Object location annotation data:
········

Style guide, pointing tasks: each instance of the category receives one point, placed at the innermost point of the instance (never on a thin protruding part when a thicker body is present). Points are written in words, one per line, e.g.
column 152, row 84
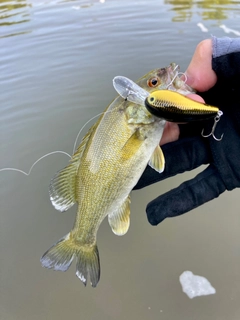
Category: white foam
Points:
column 228, row 30
column 202, row 27
column 195, row 286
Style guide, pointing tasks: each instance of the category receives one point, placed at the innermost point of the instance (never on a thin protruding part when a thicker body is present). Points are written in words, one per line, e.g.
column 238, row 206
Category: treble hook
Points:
column 216, row 119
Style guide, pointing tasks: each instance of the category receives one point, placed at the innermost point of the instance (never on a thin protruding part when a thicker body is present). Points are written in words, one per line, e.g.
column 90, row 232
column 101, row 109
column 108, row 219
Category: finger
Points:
column 204, row 187
column 199, row 73
column 183, row 155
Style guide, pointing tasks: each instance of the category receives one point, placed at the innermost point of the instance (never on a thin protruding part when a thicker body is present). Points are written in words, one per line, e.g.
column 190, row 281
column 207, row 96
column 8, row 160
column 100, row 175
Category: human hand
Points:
column 192, row 150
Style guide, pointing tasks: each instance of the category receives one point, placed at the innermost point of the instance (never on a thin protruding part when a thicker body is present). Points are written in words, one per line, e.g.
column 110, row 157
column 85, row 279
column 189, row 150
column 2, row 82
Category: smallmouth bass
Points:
column 101, row 174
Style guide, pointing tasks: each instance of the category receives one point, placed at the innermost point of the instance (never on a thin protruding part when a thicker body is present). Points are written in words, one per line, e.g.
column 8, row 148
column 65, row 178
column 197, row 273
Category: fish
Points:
column 102, row 172
column 166, row 104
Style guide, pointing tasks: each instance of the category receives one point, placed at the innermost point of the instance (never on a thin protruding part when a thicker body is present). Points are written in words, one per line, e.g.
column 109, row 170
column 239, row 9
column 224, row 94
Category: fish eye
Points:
column 153, row 82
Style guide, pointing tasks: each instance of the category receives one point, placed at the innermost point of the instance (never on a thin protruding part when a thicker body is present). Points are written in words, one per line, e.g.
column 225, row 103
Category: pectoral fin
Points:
column 157, row 161
column 119, row 220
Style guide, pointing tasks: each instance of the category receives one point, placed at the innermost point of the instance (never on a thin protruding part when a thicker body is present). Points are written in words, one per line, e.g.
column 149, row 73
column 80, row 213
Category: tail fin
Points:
column 60, row 256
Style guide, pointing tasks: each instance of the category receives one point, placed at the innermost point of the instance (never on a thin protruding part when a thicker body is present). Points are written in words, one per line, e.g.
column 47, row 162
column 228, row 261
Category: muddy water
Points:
column 57, row 61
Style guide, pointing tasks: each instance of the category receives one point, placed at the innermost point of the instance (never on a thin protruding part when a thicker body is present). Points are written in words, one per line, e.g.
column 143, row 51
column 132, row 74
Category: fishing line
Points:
column 54, row 152
column 28, row 173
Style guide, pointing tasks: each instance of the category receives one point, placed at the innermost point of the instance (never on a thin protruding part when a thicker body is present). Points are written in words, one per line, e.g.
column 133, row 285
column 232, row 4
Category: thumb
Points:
column 199, row 73
column 204, row 187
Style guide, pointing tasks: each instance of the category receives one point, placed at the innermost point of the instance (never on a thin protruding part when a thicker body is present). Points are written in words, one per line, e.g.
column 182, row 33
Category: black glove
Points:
column 192, row 150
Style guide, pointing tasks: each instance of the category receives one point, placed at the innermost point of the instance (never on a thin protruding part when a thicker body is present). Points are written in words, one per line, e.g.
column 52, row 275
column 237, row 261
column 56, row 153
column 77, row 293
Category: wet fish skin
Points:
column 101, row 174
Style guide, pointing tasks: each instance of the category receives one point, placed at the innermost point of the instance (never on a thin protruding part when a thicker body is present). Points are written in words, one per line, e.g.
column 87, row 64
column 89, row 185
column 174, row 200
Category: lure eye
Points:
column 153, row 82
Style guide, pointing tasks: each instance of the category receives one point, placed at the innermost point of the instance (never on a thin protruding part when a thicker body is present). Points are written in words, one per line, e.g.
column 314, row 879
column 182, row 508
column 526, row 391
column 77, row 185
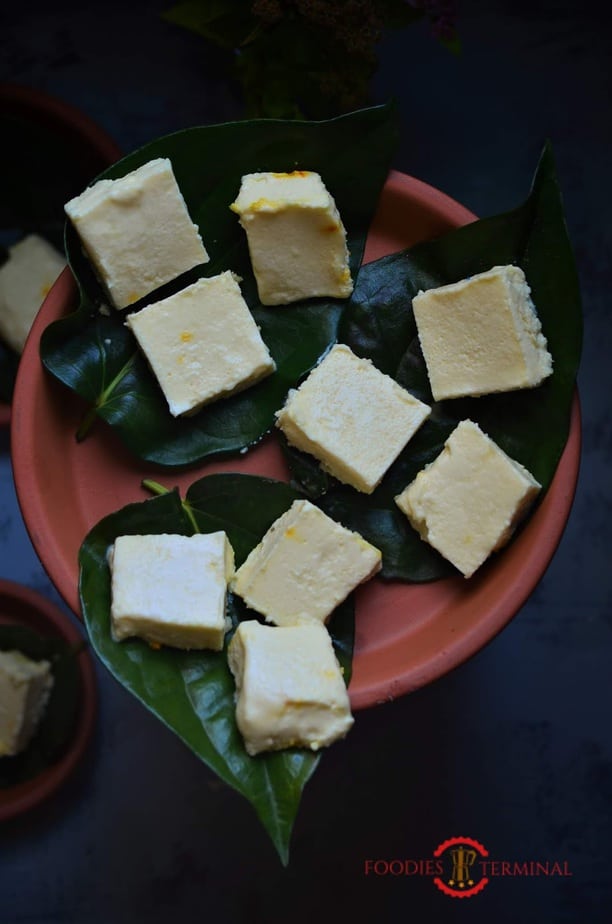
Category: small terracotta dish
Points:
column 33, row 124
column 406, row 634
column 23, row 607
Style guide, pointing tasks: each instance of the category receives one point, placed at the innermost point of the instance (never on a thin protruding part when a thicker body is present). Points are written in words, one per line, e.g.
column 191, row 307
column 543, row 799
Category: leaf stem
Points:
column 154, row 486
column 158, row 489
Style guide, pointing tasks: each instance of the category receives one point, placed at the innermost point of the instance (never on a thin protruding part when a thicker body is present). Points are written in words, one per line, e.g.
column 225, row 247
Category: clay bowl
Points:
column 57, row 150
column 24, row 607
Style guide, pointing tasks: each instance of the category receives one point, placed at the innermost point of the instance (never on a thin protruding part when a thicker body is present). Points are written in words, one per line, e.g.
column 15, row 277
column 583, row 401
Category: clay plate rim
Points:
column 73, row 124
column 24, row 606
column 406, row 635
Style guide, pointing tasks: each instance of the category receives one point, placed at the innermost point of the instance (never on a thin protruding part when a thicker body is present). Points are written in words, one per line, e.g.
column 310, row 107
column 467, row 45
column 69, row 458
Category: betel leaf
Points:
column 95, row 354
column 531, row 425
column 192, row 692
column 58, row 721
column 9, row 360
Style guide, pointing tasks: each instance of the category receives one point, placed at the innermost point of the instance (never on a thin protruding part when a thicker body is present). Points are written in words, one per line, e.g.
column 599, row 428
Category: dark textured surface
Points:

········

Reproduce the records above exactly, leaving out every picture they contain.

Style guide, pointing tasks: each instance of the category receives one point, placed at the innermost point of the instance (never on a thin protruding part when a thicker body is present). Points are written in words, one per line, e.g.
column 152, row 84
Category: white foam
Points:
column 228, row 30
column 202, row 27
column 195, row 286
Style guide, pointing tasks: each instance of the category receives one point, placed at the innermost point of the instance (never on a thin protruding part when a thicker body is present). Points are written in words, one per line, e.g.
column 238, row 206
Category: treble hook
Points:
column 216, row 119
Style guide, pointing tasks: each instance of the category receives one point, placed at the innermost point of the instance (never on a thin protruding part when a thicker body is present). Points are written in words, one per line, e.g.
column 90, row 232
column 101, row 109
column 108, row 219
Category: finger
Points:
column 204, row 187
column 199, row 73
column 183, row 155
Style guide, pointing tasks: each instance of the category receives one point, placed at the innermost point of the instance (never on a thin protruding part when a thicker body is present). Points are written in words, one per line, e.g.
column 190, row 281
column 207, row 96
column 8, row 160
column 100, row 175
Category: human hand
Points:
column 192, row 150
Style guide, pointing tasks: each instance of the category receives one point, placed at the innermost point of the instance (never on a thin protruding part when a thicker body is present). Points are written in words, one per line, e.g.
column 110, row 157
column 85, row 279
column 189, row 150
column 2, row 82
Category: smallmouth bass
Points:
column 101, row 174
Style guide, pointing tasks: each instance of the category receives one point, placed at the innermost point of the instance (never on a thin protruding part when a thicker body is present). Points are written in words, one per line, e.g.
column 8, row 148
column 65, row 178
column 197, row 273
Category: fish
Points:
column 102, row 172
column 166, row 104
Style guide, pointing tasks: each instance of the category receives one point, placed at the innermost point of the instance (never on a thin protruding part when a thicker body is present). Points are written in words, one per line, e.g.
column 109, row 170
column 239, row 9
column 224, row 94
Category: fish eye
Points:
column 153, row 82
Style guide, pointing tasks: each instance of the category receives one point, placed at the innermost point of the instance (never on a thin protruding part when a thicker body is present). Points are written in words, one per line, e.g.
column 225, row 103
Category: pectoral fin
Points:
column 157, row 161
column 119, row 220
Style guide, pointing tasks: each instance of the category receives one point, placed at the innermost point of the instance (never on a thin protruding part when a thicker body is present). Points are written in words, one per line, e.g.
column 149, row 73
column 80, row 213
Category: tail fin
Points:
column 60, row 256
Style guide, pointing tasks: each instance of the category receives one point, placed at the innermost point of the instance (never on a thin protruding part when a thicker body is present). Points are written in words, one per line, e.g.
column 47, row 162
column 228, row 261
Category: muddy water
Points:
column 57, row 61
Style guide, pointing tasks: each instance of the category receives one point, placed at the innermost point of the instance (never on a thin protruding part when a thicker body is present). Points are written in words, one per line, e.g.
column 143, row 51
column 132, row 74
Category: fishing line
Points:
column 54, row 152
column 28, row 173
Style guide, pointing tasks: each instance of the category receives one point, placed at the innermost point of the instance (never on a thin protruding part when a thicker body is present). Points are written in words, one per line, e.g.
column 133, row 285
column 232, row 4
Category: thumb
Points:
column 199, row 73
column 204, row 187
Style guide, pointing tasks: each instance of the category receives one point, placed at the innermost point of the instance (never on a thin protruding part when a thicker body is present). Points are written in words, one per line, e.g.
column 182, row 33
Category: black glove
Points:
column 192, row 150
Style guide, pointing tasks: each instance of the category receives one point, placed at the innermost point of the instance (never on a thin protruding part when a thicker body is present). Points are written in words, one per line, e.g.
column 52, row 275
column 237, row 261
column 56, row 153
column 77, row 293
Category: wet fish skin
Points:
column 101, row 174
Style guide, pointing tasks: each instance of the category receives one point, placed at the innermost point of the instance (never on a thin protruding part when a thicker body is present). Points are written in words, one per line, e.g.
column 87, row 64
column 89, row 185
column 174, row 200
Category: lure eye
Points:
column 153, row 82
Style guide, pointing tasks: each instance of the category receives one point, placed at the innermost point of the instance (never on a thin protruding part when a thicker body is present). Points are written in words, one per line, e.g.
column 314, row 879
column 182, row 508
column 526, row 391
column 77, row 185
Category: small terracotta dish
Points:
column 33, row 124
column 406, row 634
column 23, row 607
Style guide, pointing tasks: each instance of the category receives one point, placed at the innermost point of the instance (never on a thin protruding part when a thicker body is present). Points are written in words, one per line, e.g.
column 191, row 307
column 543, row 799
Category: leaf stem
Points:
column 154, row 486
column 158, row 489
Style guide, pointing tasks: each instance of the category receives one point, placed at the innermost point of the instance (never on a thin protruding part when a thicker body is present). Points are written in words, one per line, e.g.
column 225, row 247
Category: clay bowl
Points:
column 57, row 150
column 24, row 607
Style guide, pointing tasks: each instance of the category receives one point, placed at the innermost point of the instance (never on a thin protruding part when a thicker body is present). Points are written in words, one per line, e.g.
column 15, row 277
column 583, row 401
Category: clay plate rim
Points:
column 73, row 124
column 24, row 606
column 406, row 635
Style guide, pointing tasks: each instance of the category receives one point, placed at the innermost point of the instance (never on a thin protruding part when a thicker body is present). Points are written in words, one per line, e.g.
column 310, row 107
column 467, row 45
column 69, row 458
Category: betel leaf
Points:
column 95, row 354
column 531, row 425
column 192, row 692
column 58, row 721
column 9, row 360
Style guide, pointing tasks: each instance of the category receives one point, placed at the innermost point of the instance (never on a thin protruding part when a thicker body is present). Points are written in words, one per line, e.g.
column 599, row 428
Category: dark textured surface
Points:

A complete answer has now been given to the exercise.